Activity >> From the entries below, please gather each line containing the string "overcast".

Source records >>
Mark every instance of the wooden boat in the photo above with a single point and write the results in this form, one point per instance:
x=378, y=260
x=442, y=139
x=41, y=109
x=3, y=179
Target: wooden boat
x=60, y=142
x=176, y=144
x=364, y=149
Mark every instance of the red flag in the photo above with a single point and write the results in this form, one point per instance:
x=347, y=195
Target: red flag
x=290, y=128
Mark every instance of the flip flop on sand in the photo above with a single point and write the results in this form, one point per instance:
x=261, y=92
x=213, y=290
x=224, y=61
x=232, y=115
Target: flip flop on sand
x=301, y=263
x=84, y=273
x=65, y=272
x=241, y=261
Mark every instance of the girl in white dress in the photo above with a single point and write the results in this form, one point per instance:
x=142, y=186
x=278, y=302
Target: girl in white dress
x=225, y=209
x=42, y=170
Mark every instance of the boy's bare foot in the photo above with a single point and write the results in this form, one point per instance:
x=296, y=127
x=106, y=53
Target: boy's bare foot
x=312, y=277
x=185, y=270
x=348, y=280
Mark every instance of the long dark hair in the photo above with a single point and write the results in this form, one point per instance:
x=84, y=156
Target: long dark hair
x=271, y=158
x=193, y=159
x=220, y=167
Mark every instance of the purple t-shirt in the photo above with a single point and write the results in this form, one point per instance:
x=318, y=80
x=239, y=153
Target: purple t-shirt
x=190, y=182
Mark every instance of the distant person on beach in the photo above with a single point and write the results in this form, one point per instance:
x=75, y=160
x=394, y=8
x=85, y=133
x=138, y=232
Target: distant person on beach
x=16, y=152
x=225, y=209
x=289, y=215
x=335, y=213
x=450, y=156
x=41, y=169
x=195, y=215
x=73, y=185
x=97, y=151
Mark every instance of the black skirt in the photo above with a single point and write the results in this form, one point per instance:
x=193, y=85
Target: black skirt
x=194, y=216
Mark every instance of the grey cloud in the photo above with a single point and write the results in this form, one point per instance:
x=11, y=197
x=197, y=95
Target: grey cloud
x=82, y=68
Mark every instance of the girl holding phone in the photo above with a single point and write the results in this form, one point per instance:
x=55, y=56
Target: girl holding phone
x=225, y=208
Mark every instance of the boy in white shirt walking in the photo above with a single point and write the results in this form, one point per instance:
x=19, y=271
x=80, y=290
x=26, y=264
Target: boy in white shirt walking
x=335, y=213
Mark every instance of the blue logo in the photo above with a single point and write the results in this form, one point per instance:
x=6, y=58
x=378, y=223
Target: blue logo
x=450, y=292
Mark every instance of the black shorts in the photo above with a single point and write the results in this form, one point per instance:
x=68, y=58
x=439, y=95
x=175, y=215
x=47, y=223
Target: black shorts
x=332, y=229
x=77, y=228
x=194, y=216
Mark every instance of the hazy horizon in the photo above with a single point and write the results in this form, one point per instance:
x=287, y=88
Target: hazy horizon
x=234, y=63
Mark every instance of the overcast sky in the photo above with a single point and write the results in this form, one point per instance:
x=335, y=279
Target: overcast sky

Answer to the exercise >>
Mark every instance of the overcast sky in the photo above with a single point and write the results in this form, one point per instance:
Target: overcast sky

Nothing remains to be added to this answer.